ФРАГМЕНТ ДОКУМЕНТА:
==========

Отрок из Ближнего Рая

Александр Белых
ОТРОК ИЗ БЛИЖНЕГО РАЯ

1
   Не спрашивайте: «Петь —  для чего?».
  Петь — чтобы мыслить  и помнить. Мантинеянка Диотима в платоновском диалоге «Пир» утверждает, что «всякий переход из небытия в бытие — это творчество, и, следовательно, создание любых  произведений искусства и ремесла можно назвать творчеством, а всех  создателей — их творцами».   Поэзию мы можем отнести к ремеслу, хотя оно, как  известно по пушкинскому выражению, нерукотворно.
  Этим ремеслом Владимир Мялин владеет свободно и непринуждённо. Его  ремесло оставалось бы кружевным рукоделием или мастеровой поделкой, если бы  слово его не обладало таинственной способностью  к преображению того, что для  одних кануло в безвременье, а  для других в  небытие.   Всё зависит от того, как мы воспринимаем этот мир: чувственно  или интеллигибельно.   
   Если  зазор между двумя способами восприятия  велик, то тревожное и щемящее чувство накаляется до отчаяния и трагедии.     Поэтическое мышление Владимира Мялина стремится к  стяжению этих полярных способов восприятия. Без этого волевого сопряжения невозможно возникновения  картины целостного мира, которую он воссоздаёт слово за словом.
    Его новая книга стихотворений — это  непрекращающийся диалог с  памятью. «Даже в тусклой ночи, даже в прошлой слепой глухомани ты ведёшь диалог…» Чудо воспоминания — это тот же платоновский таинственный «переход из небытия в бытие», которое сопровождается не столько привычным  выниманием  из «шкатулки  Палеха» предметов прошлого,  сколько  преображением мира,  продолжающего существовать  для нас  в чувственных идеях. «И начнёшь узнавать, /принимать и вышёптывать снова/ из оставленных лет/  радиолу, гардины / герань — и скупые на слово — Звуки. Запахи. Свет».  Чтобы владеть этими идеями, нужно стремиться мыслить то, что  скупится для воссоздания в слове.

==========

ПРЕДОСТАВЛЕННЫЕ ДАННЫЕ:

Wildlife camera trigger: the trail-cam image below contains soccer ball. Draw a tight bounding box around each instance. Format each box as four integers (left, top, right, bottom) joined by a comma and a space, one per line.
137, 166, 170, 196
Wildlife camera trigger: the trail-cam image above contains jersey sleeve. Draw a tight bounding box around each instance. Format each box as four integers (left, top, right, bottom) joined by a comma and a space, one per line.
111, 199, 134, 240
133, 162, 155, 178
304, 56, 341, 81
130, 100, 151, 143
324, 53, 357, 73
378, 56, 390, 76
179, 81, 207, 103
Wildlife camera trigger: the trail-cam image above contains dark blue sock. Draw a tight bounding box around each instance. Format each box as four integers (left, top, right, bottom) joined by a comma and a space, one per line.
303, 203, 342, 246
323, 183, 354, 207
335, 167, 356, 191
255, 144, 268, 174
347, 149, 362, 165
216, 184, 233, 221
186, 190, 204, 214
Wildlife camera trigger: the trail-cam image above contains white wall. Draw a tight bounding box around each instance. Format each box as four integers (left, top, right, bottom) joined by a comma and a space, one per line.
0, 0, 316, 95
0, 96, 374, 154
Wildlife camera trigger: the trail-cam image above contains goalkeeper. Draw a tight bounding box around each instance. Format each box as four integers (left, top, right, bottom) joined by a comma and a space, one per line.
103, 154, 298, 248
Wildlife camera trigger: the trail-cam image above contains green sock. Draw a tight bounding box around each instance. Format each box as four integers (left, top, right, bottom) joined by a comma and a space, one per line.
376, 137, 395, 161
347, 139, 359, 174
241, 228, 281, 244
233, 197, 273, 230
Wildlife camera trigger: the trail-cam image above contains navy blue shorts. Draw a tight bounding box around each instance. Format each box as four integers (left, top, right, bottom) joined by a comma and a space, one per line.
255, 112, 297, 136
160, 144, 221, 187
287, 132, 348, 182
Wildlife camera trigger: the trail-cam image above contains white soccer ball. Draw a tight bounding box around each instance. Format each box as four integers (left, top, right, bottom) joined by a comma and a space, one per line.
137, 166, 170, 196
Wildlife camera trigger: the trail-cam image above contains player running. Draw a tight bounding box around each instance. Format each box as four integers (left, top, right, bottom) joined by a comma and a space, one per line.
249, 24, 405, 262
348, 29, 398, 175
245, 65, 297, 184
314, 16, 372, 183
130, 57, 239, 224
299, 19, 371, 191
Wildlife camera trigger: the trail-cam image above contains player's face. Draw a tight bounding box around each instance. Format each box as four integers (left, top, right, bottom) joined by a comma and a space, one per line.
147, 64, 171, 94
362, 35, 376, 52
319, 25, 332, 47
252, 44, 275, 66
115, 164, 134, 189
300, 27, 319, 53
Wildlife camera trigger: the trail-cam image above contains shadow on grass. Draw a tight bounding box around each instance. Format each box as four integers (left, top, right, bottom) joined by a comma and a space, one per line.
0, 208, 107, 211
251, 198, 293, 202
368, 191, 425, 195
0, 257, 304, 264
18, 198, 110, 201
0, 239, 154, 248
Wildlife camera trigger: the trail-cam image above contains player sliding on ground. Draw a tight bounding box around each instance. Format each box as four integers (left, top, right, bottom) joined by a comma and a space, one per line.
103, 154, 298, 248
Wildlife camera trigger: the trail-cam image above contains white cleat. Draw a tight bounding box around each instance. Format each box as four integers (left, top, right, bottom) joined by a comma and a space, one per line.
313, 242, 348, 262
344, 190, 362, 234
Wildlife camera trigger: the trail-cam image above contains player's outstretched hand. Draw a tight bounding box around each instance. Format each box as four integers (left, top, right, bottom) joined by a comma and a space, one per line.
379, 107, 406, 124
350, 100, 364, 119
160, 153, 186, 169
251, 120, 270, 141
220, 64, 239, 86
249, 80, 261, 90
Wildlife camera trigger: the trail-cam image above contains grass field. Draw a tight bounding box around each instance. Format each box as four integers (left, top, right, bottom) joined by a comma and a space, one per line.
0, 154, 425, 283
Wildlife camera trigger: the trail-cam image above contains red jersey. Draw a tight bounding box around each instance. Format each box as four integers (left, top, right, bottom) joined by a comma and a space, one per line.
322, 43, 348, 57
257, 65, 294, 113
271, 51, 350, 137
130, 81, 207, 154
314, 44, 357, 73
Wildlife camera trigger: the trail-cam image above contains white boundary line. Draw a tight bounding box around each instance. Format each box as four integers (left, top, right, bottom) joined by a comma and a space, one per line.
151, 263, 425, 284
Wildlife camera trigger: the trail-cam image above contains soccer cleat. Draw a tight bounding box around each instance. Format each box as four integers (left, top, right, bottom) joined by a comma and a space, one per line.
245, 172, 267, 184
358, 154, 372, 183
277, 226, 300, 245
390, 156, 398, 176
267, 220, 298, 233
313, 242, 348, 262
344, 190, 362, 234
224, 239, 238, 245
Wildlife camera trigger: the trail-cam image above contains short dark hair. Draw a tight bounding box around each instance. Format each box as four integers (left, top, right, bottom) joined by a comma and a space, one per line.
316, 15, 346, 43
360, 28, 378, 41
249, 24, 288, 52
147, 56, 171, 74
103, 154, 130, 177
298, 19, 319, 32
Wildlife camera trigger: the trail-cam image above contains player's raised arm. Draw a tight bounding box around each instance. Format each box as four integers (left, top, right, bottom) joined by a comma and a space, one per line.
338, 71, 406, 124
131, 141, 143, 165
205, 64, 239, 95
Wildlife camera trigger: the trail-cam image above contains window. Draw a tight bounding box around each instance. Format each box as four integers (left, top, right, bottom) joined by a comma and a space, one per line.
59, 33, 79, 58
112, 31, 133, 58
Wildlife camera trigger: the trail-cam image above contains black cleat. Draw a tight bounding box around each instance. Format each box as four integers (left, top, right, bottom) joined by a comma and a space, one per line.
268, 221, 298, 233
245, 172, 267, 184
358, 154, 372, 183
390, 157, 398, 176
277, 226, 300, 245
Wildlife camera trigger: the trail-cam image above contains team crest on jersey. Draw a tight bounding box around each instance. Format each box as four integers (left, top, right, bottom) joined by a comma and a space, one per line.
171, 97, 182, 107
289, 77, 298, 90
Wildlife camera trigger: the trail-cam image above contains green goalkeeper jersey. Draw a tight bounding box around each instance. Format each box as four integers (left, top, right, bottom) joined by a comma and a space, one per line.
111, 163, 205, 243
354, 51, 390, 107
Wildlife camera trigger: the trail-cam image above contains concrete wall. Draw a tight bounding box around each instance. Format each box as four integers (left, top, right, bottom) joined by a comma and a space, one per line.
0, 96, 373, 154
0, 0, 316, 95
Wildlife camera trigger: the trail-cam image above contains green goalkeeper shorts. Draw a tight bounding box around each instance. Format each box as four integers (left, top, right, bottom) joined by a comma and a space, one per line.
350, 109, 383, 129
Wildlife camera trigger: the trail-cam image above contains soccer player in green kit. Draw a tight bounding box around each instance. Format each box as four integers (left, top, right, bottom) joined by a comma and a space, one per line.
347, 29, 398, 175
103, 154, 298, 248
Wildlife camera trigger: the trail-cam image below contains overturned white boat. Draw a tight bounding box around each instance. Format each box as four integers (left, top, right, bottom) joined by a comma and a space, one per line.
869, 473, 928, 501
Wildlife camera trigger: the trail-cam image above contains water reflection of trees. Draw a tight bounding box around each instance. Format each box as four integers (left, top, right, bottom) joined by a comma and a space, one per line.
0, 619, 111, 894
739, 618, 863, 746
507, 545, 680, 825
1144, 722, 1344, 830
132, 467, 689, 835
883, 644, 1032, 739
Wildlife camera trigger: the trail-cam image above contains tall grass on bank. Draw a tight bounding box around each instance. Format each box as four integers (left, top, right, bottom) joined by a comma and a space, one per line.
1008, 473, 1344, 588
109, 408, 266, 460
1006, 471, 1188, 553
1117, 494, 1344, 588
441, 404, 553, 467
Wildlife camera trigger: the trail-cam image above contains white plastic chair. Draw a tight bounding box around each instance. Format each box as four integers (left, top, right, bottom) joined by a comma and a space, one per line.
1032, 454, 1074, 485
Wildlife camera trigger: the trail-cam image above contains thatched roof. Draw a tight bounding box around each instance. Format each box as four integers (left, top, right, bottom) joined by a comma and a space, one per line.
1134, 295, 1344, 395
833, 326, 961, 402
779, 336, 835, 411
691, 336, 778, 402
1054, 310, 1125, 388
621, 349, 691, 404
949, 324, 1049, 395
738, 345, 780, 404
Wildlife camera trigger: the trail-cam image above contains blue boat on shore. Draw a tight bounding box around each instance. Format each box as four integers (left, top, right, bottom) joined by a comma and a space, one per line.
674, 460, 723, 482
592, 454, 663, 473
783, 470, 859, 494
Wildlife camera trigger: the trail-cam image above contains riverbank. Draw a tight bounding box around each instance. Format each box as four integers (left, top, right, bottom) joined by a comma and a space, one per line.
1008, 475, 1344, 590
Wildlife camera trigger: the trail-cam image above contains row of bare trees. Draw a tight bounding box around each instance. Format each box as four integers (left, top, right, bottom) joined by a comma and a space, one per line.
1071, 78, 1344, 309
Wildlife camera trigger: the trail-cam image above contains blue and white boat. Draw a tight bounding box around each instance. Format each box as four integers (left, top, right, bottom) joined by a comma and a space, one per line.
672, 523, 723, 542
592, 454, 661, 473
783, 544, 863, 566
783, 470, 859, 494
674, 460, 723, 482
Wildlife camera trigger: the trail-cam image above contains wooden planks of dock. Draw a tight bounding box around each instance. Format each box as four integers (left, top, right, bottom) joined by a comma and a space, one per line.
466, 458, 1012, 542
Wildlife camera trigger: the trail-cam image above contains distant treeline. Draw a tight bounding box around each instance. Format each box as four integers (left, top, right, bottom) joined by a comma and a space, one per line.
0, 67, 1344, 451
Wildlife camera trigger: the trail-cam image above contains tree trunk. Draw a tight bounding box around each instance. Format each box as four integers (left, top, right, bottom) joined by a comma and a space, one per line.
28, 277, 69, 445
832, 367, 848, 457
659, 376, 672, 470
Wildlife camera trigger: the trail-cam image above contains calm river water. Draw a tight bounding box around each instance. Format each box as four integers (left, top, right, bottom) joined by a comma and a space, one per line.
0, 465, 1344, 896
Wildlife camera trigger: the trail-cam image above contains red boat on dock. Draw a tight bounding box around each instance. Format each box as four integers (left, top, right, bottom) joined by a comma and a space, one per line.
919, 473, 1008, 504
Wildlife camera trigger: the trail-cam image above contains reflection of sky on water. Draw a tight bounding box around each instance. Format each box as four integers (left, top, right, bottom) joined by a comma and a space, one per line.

==========

ЗАДАНИЕ:
Переведите на английский язык предложение из фрагмента документа: «Его новая книга стихотворений — это непрекращающийся диалог с памятью». Данные здесь никакой роли не играют.

ПОЛНЫЙ ОТВЕТ:
His new book of poems is an unceasing dialogue with memory.